- [Objective] In the saved data entries below, how many lines contain the string "roof", matching case exactly? Reply with the number alone.

— START Data listing —

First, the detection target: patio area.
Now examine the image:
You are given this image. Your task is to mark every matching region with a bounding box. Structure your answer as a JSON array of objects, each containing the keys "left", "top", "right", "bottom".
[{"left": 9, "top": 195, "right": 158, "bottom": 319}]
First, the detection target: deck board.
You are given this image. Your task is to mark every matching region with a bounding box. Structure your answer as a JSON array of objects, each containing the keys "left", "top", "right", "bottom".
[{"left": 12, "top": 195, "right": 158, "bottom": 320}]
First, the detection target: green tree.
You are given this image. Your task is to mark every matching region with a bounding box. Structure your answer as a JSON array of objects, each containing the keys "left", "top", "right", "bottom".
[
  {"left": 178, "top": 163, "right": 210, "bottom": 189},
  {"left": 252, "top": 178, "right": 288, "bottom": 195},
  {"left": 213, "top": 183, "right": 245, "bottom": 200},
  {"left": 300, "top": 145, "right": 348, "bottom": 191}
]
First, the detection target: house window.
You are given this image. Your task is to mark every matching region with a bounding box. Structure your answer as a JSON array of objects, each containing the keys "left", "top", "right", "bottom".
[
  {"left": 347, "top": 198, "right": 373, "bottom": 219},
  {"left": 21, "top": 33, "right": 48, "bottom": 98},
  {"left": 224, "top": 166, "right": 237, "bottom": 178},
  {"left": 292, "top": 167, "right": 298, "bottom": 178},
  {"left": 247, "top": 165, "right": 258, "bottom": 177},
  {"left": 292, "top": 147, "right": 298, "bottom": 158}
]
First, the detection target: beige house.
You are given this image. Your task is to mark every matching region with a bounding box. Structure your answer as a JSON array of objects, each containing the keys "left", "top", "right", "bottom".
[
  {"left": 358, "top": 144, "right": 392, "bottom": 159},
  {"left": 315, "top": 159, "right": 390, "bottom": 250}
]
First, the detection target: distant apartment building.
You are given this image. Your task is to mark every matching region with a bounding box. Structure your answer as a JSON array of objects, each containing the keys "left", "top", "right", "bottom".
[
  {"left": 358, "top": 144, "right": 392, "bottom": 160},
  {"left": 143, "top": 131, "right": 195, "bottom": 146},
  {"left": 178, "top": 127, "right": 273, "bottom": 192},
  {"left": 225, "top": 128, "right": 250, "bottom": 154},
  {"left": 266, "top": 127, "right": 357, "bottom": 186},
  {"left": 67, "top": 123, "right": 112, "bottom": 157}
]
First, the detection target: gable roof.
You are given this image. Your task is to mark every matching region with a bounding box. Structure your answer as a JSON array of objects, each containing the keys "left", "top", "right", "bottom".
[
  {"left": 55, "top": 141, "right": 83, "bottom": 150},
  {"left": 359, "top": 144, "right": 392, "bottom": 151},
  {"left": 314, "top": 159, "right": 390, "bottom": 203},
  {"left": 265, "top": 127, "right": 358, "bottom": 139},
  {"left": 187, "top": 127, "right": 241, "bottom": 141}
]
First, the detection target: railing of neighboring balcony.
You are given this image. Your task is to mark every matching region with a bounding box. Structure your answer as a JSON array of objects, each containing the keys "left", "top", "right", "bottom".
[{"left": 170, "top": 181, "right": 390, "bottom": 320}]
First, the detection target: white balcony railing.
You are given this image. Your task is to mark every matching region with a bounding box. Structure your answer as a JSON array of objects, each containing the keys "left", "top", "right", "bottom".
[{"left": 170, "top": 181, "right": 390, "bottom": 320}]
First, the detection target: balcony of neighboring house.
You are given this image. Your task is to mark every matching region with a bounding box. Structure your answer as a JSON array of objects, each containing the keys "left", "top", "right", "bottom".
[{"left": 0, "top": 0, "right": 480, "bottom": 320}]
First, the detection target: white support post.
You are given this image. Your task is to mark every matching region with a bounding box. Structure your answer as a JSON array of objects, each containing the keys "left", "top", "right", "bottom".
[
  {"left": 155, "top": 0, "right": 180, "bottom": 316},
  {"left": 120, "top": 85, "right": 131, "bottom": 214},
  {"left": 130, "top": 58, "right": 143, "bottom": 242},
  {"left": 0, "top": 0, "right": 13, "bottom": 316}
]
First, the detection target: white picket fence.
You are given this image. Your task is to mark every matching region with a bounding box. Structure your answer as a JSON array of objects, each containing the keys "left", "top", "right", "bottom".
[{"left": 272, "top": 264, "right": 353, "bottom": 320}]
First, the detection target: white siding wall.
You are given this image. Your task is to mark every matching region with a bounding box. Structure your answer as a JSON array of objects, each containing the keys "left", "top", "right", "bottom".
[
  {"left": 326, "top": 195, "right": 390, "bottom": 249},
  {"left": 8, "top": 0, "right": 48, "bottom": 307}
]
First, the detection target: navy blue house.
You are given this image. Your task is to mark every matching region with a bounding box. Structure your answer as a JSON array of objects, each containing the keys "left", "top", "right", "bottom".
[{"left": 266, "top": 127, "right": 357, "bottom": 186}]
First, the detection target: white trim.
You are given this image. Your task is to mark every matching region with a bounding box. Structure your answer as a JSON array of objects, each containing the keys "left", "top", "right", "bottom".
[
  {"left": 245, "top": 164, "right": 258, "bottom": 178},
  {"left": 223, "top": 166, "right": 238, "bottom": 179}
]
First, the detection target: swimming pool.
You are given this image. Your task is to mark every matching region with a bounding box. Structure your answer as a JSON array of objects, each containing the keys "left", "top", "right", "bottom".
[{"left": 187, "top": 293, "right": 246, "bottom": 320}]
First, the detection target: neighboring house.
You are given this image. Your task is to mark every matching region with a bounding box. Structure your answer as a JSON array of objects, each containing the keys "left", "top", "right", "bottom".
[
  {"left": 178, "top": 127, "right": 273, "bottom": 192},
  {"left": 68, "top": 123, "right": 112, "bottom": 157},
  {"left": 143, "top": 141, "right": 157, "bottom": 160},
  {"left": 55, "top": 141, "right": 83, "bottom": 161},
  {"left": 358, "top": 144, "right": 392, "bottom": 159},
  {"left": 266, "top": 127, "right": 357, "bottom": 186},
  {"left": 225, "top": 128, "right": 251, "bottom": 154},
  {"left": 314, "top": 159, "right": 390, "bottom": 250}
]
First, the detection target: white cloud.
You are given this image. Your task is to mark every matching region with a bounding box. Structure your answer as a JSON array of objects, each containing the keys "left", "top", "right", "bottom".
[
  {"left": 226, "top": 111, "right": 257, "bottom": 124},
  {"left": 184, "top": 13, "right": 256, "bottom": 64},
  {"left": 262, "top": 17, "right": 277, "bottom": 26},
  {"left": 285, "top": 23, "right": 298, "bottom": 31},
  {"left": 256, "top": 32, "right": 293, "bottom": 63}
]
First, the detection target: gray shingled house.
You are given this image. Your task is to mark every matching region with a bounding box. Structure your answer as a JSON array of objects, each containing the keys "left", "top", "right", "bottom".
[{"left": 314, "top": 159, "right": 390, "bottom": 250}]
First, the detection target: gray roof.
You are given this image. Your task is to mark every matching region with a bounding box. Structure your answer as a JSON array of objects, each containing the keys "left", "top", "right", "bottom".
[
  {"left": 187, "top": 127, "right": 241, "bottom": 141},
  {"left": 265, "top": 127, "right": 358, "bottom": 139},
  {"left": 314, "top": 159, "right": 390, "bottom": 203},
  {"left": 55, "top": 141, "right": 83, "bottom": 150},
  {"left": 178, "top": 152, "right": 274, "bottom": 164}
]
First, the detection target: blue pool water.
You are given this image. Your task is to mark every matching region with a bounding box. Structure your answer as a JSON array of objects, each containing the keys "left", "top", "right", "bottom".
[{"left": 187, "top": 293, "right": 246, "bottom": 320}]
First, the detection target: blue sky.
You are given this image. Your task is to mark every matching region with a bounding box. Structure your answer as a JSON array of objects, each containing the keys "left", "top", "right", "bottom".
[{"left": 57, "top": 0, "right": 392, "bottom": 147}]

— END Data listing —

- [Output for this exercise] 2